• **Your objective**: Once the line holding "In the photo above, where can the white vinyl" is written out, stop; begin at the first line of the material below and retype exactly, dropping pictures.
═══
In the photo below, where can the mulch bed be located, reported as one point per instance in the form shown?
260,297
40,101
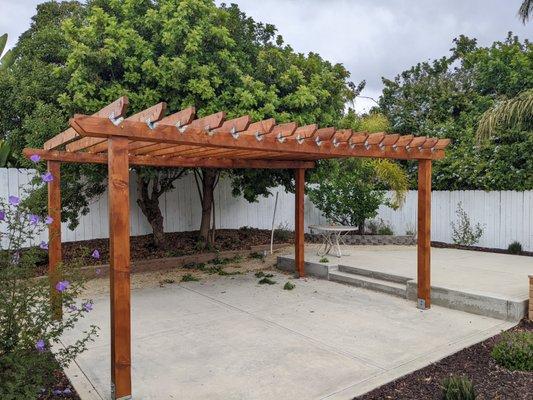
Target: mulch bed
179,244
490,380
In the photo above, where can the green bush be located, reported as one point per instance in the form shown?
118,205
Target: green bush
515,351
28,329
457,388
515,248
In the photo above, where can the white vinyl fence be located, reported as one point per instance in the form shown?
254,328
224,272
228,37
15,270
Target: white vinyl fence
506,216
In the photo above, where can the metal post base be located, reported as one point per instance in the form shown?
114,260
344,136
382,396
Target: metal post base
421,304
127,397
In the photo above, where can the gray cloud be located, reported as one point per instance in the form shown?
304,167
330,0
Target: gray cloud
371,38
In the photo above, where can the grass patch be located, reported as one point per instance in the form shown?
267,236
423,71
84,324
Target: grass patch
458,388
189,278
515,351
266,281
289,286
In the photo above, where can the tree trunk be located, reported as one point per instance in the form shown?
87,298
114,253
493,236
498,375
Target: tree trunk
209,180
150,207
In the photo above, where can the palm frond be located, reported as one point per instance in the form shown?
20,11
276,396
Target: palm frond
513,113
525,10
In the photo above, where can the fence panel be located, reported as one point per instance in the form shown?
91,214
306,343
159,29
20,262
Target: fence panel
505,216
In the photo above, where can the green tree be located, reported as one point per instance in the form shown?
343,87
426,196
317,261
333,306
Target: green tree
448,96
187,52
525,10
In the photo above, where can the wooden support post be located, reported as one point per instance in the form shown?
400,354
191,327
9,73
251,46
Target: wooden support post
424,234
119,244
54,238
530,315
299,222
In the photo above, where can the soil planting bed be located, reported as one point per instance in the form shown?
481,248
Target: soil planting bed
490,380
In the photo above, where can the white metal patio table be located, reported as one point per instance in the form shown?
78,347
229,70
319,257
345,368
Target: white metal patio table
332,236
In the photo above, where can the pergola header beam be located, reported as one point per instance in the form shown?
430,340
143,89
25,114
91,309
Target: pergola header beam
116,109
137,131
169,162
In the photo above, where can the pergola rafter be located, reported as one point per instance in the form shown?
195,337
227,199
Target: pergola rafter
181,140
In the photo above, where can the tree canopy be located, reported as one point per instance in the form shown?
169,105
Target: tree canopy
76,58
448,96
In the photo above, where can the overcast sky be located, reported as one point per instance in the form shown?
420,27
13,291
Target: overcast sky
371,38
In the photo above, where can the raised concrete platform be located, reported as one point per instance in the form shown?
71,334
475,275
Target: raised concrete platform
489,284
229,338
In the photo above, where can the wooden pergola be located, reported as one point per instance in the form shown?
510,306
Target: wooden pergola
180,140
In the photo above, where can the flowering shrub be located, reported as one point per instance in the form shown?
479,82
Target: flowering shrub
28,329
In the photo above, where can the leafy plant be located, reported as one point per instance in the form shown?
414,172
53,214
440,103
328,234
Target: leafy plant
350,191
7,58
28,327
447,97
380,227
289,286
457,388
514,113
515,248
266,280
514,351
6,154
463,232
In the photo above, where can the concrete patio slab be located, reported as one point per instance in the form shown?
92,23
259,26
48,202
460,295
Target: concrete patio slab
230,338
489,284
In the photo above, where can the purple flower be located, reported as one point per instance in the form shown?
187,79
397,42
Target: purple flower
61,286
47,177
14,200
39,345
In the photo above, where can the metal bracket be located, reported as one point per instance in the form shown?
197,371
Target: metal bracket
115,121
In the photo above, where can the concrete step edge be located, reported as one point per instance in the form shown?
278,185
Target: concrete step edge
378,285
384,276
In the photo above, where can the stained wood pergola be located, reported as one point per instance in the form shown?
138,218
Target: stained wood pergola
180,140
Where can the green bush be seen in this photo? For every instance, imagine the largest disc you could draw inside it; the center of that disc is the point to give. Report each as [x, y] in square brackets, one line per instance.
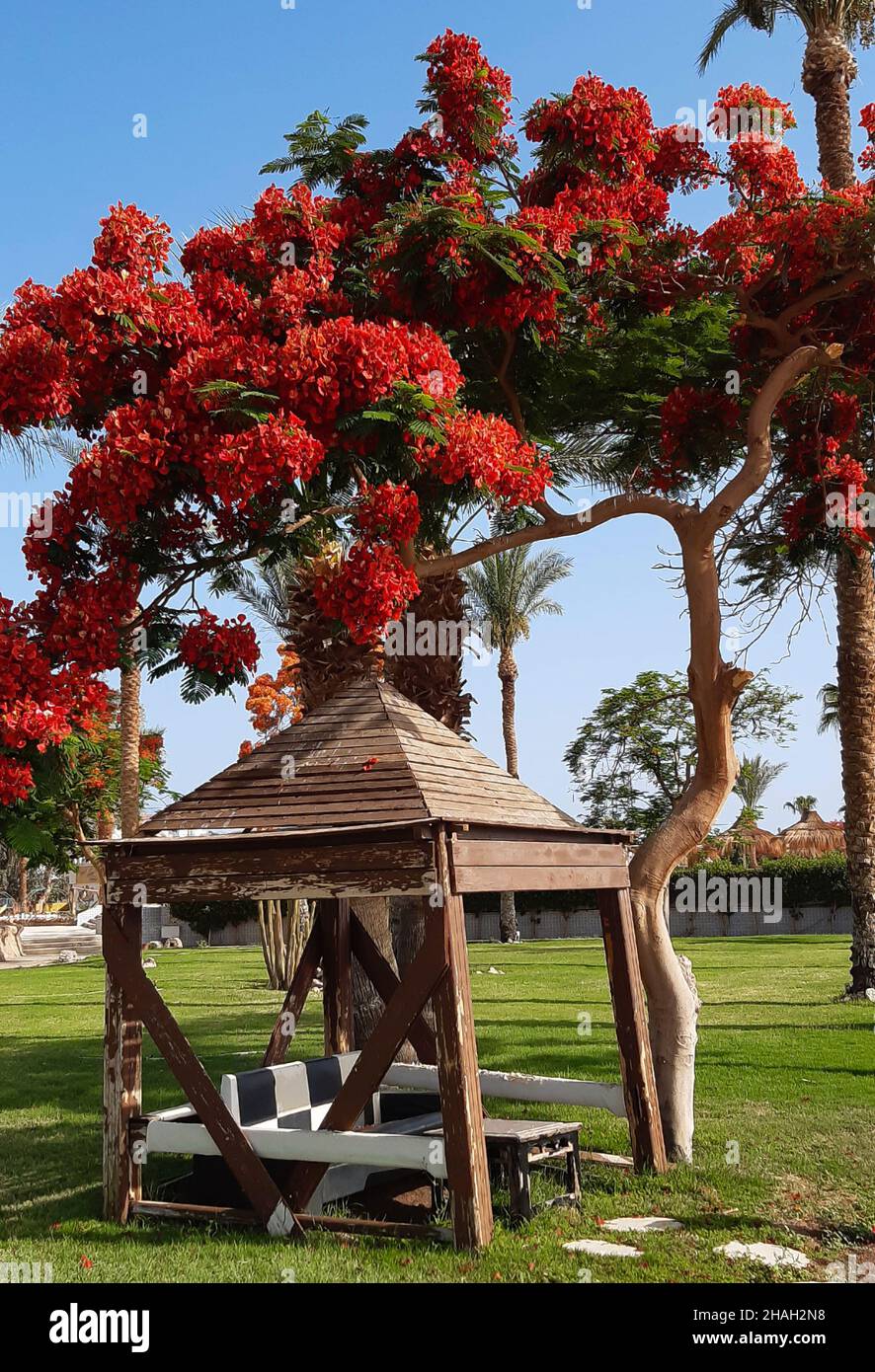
[203, 915]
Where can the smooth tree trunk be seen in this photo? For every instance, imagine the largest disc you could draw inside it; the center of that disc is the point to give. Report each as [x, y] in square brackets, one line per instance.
[129, 737]
[714, 686]
[372, 913]
[828, 73]
[507, 675]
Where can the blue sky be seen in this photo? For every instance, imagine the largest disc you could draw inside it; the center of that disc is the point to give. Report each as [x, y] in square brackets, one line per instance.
[220, 81]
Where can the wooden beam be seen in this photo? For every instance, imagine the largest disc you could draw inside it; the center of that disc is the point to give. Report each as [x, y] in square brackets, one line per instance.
[337, 969]
[295, 999]
[540, 878]
[122, 1070]
[631, 1020]
[385, 982]
[376, 1055]
[331, 1223]
[471, 851]
[462, 1106]
[246, 1167]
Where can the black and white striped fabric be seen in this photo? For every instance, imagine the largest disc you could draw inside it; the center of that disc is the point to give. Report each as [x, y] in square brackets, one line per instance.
[294, 1095]
[297, 1095]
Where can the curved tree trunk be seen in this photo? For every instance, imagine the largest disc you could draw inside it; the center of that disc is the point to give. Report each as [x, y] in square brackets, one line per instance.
[507, 675]
[854, 595]
[672, 1001]
[129, 731]
[828, 74]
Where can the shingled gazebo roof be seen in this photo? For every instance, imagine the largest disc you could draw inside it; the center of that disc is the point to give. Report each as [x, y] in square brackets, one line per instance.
[368, 756]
═══
• **Task solution**:
In the photo below, where can the mulch bed be located, reported as one point per instance in the form shown?
260,297
40,101
Target: mulch bed
179,244
490,380
In the photo above, where can the green bush be located, reported as one point per instance in the form shown?
118,205
Target: green bush
515,351
28,329
457,388
515,248
In the photo above, where can the white vinyl fence be located, reported as one point per instance in the form shown?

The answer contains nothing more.